*** Extracted material ***

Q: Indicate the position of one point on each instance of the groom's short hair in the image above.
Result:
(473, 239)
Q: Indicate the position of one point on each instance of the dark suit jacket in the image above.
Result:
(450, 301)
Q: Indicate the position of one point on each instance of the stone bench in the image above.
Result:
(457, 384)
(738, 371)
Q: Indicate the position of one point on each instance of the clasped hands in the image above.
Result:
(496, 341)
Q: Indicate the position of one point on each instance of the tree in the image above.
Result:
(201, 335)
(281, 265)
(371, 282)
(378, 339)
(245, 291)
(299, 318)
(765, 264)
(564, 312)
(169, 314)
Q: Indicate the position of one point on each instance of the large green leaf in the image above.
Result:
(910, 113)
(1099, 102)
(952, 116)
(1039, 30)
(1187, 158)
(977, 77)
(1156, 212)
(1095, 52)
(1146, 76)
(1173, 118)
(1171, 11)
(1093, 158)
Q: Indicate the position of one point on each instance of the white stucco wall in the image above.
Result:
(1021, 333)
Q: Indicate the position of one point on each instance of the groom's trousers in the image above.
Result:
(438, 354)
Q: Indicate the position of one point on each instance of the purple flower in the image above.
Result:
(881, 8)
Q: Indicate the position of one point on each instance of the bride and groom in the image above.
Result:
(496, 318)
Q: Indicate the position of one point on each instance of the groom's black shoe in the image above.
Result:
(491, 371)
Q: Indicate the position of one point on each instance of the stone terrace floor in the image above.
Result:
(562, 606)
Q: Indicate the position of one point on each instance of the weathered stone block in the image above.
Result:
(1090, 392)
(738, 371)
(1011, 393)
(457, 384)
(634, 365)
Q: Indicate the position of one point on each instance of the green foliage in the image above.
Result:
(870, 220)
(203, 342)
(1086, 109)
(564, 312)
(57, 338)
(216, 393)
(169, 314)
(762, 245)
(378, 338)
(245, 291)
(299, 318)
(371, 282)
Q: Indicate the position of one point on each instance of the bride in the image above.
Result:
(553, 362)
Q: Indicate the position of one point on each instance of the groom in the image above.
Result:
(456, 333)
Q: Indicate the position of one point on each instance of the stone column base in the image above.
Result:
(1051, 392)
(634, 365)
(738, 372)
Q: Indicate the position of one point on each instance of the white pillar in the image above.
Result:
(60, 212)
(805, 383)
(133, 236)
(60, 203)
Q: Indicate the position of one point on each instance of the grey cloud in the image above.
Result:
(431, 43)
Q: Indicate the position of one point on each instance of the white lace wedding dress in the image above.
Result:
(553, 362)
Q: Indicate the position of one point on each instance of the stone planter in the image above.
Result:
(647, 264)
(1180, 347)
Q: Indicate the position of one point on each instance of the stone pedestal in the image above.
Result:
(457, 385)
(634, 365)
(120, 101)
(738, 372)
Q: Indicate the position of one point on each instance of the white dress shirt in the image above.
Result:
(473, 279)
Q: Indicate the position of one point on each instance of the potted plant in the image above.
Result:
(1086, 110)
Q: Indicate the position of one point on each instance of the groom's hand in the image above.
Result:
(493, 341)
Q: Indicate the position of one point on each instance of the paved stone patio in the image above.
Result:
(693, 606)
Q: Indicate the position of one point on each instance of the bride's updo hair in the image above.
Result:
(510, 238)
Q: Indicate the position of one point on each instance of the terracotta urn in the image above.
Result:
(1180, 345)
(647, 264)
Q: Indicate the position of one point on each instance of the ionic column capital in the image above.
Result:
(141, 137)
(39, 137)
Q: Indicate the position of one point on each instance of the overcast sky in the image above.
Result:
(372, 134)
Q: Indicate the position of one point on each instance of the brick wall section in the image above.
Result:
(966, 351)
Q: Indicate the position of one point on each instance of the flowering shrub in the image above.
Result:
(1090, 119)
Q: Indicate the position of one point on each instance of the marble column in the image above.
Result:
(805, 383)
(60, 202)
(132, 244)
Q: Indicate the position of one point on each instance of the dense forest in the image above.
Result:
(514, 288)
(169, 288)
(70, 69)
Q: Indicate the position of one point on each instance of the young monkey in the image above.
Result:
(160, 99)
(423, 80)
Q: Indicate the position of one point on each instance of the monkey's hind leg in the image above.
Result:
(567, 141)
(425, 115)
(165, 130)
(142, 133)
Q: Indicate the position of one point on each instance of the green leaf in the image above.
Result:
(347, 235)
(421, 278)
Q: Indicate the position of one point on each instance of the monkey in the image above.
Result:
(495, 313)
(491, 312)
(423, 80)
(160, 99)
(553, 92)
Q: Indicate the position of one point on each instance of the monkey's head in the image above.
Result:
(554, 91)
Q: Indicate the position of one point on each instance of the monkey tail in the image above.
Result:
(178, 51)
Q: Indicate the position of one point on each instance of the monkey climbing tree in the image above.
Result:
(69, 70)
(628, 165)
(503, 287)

***

→ **Assigned task**:
Only the lines of the data holding the string "column" are wanted; copy each of them.

→ **Completed task**:
Q: Indicate the position of one point on each instance of the stone column base in the image above.
Q: Indicate the position of one point on each instance of the ionic column capital in the image above.
Q: Indicate the position of one point on each instance of the marble column in the image above.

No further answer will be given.